# USANDO LA INFORMACIÓN:
**a)** Transcribe del artículo sobre la pandemia y la desigualdad el pasaje que va de "Por Lucas Ezequiel" a "de magnitud inusitada.".
**b)** En el artículo sobre la pandemia y la desigualdad, ¿en qué porcentaje se situó la tasa de pobreza extrema según el informe de la CEPAL citado?
**c)** Sigue escribiendo el artículo sobre la pandemia y la desigualdad a partir de su última oración.

# SECCIÓN DEL DOCUMENTO:
^^^^
¿OPRESIÓN NEOLIBERALIZADA O APRENDIZAJE CIUDADANO?

Poder, verdad y transformaciones posibles en la (pos)pandemia

Por Lucas Ezequiel Bruno y María Luz Ruffini

En el campo político y científico resulta generalizada la impresión –ya certeza, según numerosos estudios–, de que la pandemia del Covid-19 habría no solo expuesto con crudeza sino profundizado y maximizado las enormes desigualdades que atraviesan nuestro mundo, arrojándose por añadidura la búsqueda de soluciones a las limitadas capacidades de los Estados nacionales ante un evento contingente de magnitud inusitada.

La manifestación y operatoria de las desigualdades funcionó, en efecto, en varios planos: en el régimen internacional, entre países ricos que accedían a gran cantidad de recursos sanitarios, y países pobres con escasos medios de todo tipo. Al interior de cada Estado, asimismo, las condiciones habitacionales y de salubridad de las poblaciones impusieron una distribución desigual de los efectos del virus, afectando más a los sectores en situación de vulnerabilidad social. En el mismo sentido, el desigual acceso a medios informáticos y a internet –principal medio de sociabilidad e integración en el marco del aislamiento–, fue un desafío para muchos sectores.

En rigor, según el informe “Panorama Social de América Latina 2020” de la CEPAL, la pobreza a fines del año 2020 alcanzó niveles que no se habían observado entre los últimos 20 años y todos los países experimentaron un deterioro en la redistribución del ingreso nacional. La tasa de pobreza extrema se situó en un 12,5% y la tasa de pobreza en el 33,7%: “Ello supondría que el total de personas pobres ascendería a 209 millones a finales de 2020, 22 millones de personas más que al año anterior” (CEPAL, 2020). Asimismo, en 2021 el Banco Mundial publicaba en su informe “Perspectivas Económicas Mundiales” que la pandemia hizo aumentar la deuda de las economías en vías de desarrollo al nivel más alto en los últimos 50 años, generando un brutal endeudamiento de los países pobres.
^^^^
# EXTRACTOS DE DATOS:
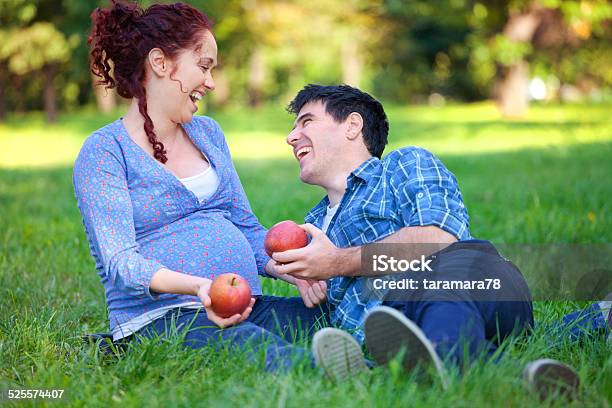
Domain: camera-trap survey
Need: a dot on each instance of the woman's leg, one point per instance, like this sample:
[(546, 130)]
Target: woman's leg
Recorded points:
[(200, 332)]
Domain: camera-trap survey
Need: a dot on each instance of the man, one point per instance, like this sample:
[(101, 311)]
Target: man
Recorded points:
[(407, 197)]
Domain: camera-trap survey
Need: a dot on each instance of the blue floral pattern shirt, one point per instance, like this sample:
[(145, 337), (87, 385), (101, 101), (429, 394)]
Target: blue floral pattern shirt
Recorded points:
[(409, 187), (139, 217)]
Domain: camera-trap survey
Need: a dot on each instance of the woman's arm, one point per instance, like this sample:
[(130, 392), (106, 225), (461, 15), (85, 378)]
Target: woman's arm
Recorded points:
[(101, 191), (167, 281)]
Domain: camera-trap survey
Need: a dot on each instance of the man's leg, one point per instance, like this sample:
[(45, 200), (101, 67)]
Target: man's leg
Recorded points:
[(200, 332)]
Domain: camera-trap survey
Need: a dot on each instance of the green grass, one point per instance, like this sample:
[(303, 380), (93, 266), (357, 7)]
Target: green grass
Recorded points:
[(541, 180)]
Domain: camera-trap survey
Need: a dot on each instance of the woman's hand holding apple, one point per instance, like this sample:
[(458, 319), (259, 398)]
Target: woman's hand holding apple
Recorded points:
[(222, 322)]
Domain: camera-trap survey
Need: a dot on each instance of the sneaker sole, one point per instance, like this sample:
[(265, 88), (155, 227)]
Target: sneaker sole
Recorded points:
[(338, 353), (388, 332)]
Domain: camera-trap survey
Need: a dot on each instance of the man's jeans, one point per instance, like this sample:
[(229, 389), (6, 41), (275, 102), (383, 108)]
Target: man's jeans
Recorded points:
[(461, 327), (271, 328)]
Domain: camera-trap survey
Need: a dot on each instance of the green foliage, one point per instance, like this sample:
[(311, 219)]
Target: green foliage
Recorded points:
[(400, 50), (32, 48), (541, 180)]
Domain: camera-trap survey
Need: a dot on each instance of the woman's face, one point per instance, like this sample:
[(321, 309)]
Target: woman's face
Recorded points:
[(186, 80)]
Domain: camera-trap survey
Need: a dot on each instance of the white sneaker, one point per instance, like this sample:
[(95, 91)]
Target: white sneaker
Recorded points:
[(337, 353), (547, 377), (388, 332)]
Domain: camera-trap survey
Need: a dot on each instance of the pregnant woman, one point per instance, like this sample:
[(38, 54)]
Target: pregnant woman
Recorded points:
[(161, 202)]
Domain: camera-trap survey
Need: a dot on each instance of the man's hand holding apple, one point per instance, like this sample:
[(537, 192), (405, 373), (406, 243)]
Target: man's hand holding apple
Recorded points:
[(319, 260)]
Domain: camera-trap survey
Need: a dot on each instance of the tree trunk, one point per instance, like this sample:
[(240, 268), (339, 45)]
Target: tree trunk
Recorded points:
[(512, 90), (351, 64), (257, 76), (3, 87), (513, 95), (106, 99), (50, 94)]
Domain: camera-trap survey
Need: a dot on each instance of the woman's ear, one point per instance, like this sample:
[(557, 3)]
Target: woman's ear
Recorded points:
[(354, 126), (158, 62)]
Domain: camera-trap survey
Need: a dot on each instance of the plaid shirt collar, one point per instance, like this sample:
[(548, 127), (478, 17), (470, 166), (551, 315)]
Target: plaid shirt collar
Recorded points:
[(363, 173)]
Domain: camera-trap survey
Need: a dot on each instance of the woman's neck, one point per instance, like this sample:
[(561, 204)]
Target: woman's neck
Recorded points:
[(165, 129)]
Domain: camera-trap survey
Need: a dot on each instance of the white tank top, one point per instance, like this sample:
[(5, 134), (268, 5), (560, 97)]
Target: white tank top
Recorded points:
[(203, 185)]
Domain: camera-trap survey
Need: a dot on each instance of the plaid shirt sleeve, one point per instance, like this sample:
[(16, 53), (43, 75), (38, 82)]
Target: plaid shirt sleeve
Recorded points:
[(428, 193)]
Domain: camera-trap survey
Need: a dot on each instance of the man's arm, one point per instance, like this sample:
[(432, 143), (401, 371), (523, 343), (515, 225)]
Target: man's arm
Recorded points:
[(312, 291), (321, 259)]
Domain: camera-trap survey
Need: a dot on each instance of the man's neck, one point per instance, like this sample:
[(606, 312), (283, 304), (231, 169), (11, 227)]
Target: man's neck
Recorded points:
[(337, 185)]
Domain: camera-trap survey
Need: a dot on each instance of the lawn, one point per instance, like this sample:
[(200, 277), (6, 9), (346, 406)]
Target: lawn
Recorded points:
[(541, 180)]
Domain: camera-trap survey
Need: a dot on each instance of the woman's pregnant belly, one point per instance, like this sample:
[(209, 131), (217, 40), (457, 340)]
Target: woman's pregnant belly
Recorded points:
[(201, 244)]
^^^^
# RESPUESTAS A CONTINUACIÓN:
**a)**
Por Lucas Ezequiel Bruno y María Luz Ruffini

En el campo político y científico resulta generalizada la impresión –ya certeza, según numerosos estudios–, de que la pandemia del Covid-19 habría no solo expuesto con crudeza sino profundizado y maximizado las enormes desigualdades que atraviesan nuestro mundo, arrojándose por añadidura la búsqueda de soluciones a las limitadas capacidades de los Estados nacionales ante un evento contingente de magnitud inusitada.

**b)** Se situó en un 12,5%.

**c)**
Este estado de situación llevó progresivamente a la certeza de que la pandemia, lejos de significar un freno u obstáculo para el devenir expoliador y destructivo del capital en su forma financiera trasnacionalizada, habría profundizado aún más la hegemonía global de la racionalidad neoliberal. Desde ya, al hablar de racionalidad neoliberal hacemos referencia a ciertos principios rectores que gobiernan la conducta de los sujetos, determinan la forma de los vínculos sociales y condicionan –en el mejor de los casos– los órdenes políticos (Laval y Dardot, 2013; Brown, 2015). En esta línea, por caso, las medidas de aislamiento social habrían tendido a la privatización de la vida y el reforzamiento del individualismo liberal: la libertad individual, con el correlato de los derechos personales, emergió como aquello que podía suturar a la comunidad política, como esa plenitud siempre ausente y necesaria (Laclau, 2005). La salvación individual y la poca estima hacia el otro fue la forma que tomó la libertad, y sus reclamos se hicieron visibles en el incumplimiento de las medidas sanitarias de prevención.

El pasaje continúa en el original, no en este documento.